TEXT EXCERPT |

===============

Naomi Sugie and Kristin Turney

Ongoing calls for racial equity and criminal legal reform highlight the urgent need for data and knowledge about the criminal legal system. But, hardly any data exists.

That’s why Naomi Sugie, associate professor of criminology, law and society, and Kristin Turney, professor of sociology, and their team of colleagues — Chen Li, professor of computer science; Keramet Reiter, professor of criminology, law and society; Rocío Rosales, associate professor of sociology; and Bryan Sykes, associate professor of criminology, law and society — are building a data repository, tracking people’s experiences in jail.

“Little knowledge exists about the millions of people — the vast majority of them people of color — who experience police contact that leads to jail incarceration and the consequences of jail incarceration for health and wellbeing,” Sugie and Turney note. “Unlike state prisons (which are tracked by federal data collection efforts), jails operate at local (city and county) levels and, accordingly, data about jail populations, programs, and policies are fragmented or non-existent.”

Data-building initiatives to increase transparency around jails align with the White House’s Innovation for Equity’s support for data infrastructures that facilitate the identification of inequities, embrace community-participatory research, and promote research that is responsive to diverse needs, according to Sugie and Turney, who have been awarded $150,000 in seed funding from UCI for their project: “Jails as Hidden Institutions: Increasing Transparency and Understanding Health Inequities.”

“Jails operate as black boxes, and we currently have little knowledge — and consequently, little oversight — about the conditions, experiences, and vulnerabilities of people incarcerated in jails,” Sugie says. The funding, she adds, “supports new efforts to bring together research projects and data that illuminate various aspects of jail incarceration, including in-custody conditions, post-release experiences, and the perspectives of particularly vulnerable groups, such as undocumented immigrants, in a centralized location.”

===============

RECORDS PROVIDED |

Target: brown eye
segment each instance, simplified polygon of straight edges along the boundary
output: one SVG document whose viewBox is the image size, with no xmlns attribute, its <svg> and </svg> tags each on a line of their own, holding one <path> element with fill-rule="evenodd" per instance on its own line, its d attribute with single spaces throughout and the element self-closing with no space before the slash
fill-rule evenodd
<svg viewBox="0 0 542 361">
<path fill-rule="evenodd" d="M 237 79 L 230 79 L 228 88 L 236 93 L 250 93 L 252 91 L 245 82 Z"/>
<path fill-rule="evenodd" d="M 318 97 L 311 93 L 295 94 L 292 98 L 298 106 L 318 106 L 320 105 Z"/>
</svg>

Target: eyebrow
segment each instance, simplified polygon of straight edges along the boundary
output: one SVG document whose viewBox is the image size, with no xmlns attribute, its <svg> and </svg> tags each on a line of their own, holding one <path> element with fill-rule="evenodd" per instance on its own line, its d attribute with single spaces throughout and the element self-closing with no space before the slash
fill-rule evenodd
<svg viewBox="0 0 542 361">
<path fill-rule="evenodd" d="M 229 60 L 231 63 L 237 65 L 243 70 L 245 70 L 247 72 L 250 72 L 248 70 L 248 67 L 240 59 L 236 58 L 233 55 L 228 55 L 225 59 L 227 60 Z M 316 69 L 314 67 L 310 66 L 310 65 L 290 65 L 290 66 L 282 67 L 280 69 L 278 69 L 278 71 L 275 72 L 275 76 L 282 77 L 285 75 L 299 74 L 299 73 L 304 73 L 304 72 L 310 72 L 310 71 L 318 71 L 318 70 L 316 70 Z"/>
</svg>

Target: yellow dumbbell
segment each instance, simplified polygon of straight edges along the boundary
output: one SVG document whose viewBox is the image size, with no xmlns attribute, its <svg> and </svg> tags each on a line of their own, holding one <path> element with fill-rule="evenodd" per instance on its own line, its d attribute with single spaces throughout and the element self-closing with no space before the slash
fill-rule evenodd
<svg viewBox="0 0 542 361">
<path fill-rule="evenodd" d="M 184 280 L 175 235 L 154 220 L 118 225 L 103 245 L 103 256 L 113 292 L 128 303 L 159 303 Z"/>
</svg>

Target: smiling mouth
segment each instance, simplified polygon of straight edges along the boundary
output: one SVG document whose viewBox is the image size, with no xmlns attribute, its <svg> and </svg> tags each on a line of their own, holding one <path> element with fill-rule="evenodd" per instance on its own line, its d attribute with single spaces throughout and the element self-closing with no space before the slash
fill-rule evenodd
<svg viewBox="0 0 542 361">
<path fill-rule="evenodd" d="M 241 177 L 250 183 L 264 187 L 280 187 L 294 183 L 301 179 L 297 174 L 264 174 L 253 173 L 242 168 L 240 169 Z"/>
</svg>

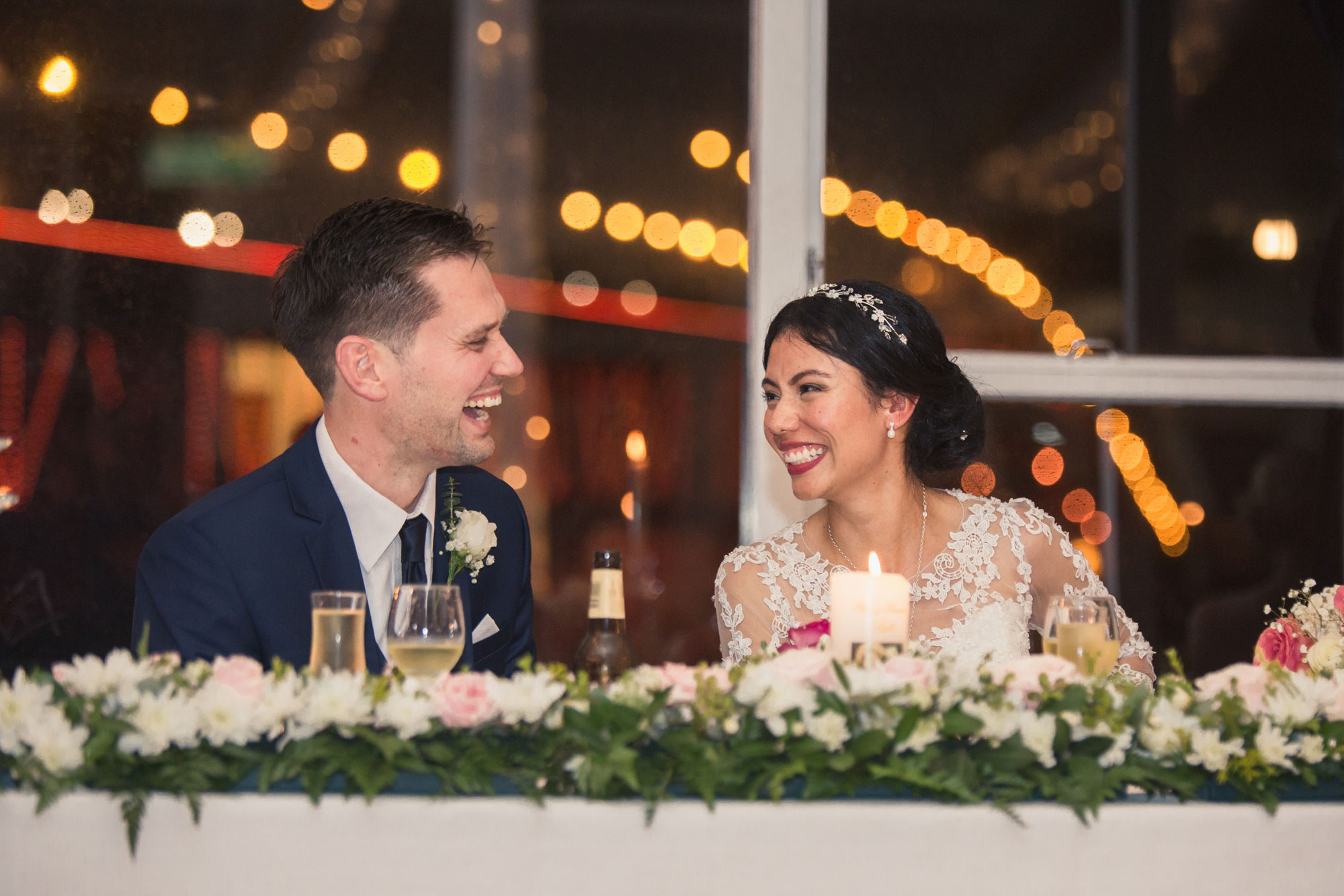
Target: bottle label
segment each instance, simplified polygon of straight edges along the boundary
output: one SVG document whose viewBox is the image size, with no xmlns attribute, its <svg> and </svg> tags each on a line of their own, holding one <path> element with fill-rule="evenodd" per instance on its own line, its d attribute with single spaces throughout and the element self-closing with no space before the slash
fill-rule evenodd
<svg viewBox="0 0 1344 896">
<path fill-rule="evenodd" d="M 620 569 L 594 569 L 589 619 L 625 619 L 625 584 Z"/>
</svg>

===============

AIM OF THE EXERCISE |
Transcribe the jail data text in full, word for word. Rely only on the jail data text, not the rows.

EXERCISE OUTPUT |
Naomi Sugie and Kristin Turney

Ongoing calls for racial equity and criminal legal reform highlight the urgent need for data and knowledge about the criminal legal system. But, hardly any data exists.

That’s why Naomi Sugie, associate professor of criminology, law and society, and Kristin Turney, professor of sociology, and their team of colleagues — Chen Li, professor of computer science; Keramet Reiter, professor of criminology, law and society; Rocío Rosales, associate professor of sociology; and Bryan Sykes, associate professor of criminology, law and society — are building a data repository, tracking people’s experiences in jail.

“Little knowledge exists about the millions of people — the vast majority of them people of color — who experience police contact that leads to jail incarceration and the consequences of jail incarceration for health and wellbeing,” Sugie and Turney note. “Unlike state prisons (which are tracked by federal data collection efforts), jails operate at local (city and county) levels and, accordingly, data about jail populations, programs, and policies are fragmented or non-existent.”

Data-building initiatives to increase transparency around jails align with the White House’s Innovation for Equity’s support for data infrastructures that facilitate the identification of inequities, embrace community-participatory research, and promote research that is responsive to diverse needs, according to Sugie and Turney, who have been awarded $150,000 in seed funding from UCI for their project: “Jails as Hidden Institutions: Increasing Transparency and Understanding Health Inequities.”

“Jails operate as black boxes, and we currently have little knowledge — and consequently, little oversight — about the conditions, experiences, and vulnerabilities of people incarcerated in jails,” Sugie says. The funding, she adds, “supports new efforts to bring together research projects and data that illuminate various aspects of jail incarceration, including in-custody conditions, post-release experiences, and the perspectives of particularly vulnerable groups, such as undocumented immigrants, in a centralized location.”